### Goal
Lay out the rows below as a Markdown table with two columns, No. and Line, giving each line its own numbered row and leaving out any blank lines.

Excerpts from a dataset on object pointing
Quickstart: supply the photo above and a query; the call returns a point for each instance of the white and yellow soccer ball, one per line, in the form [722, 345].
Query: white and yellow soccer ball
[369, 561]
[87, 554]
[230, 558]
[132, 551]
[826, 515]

### Expected answer
| No. | Line |
|---|---|
| 1 | Quickstart: supply the photo above and a query; the call returns a point for each instance of the white and yellow soccer ball, one per line, in the form [722, 345]. |
| 2 | Query: white and yellow soccer ball |
| 3 | [369, 561] |
| 4 | [87, 554] |
| 5 | [230, 558] |
| 6 | [132, 551] |
| 7 | [826, 515] |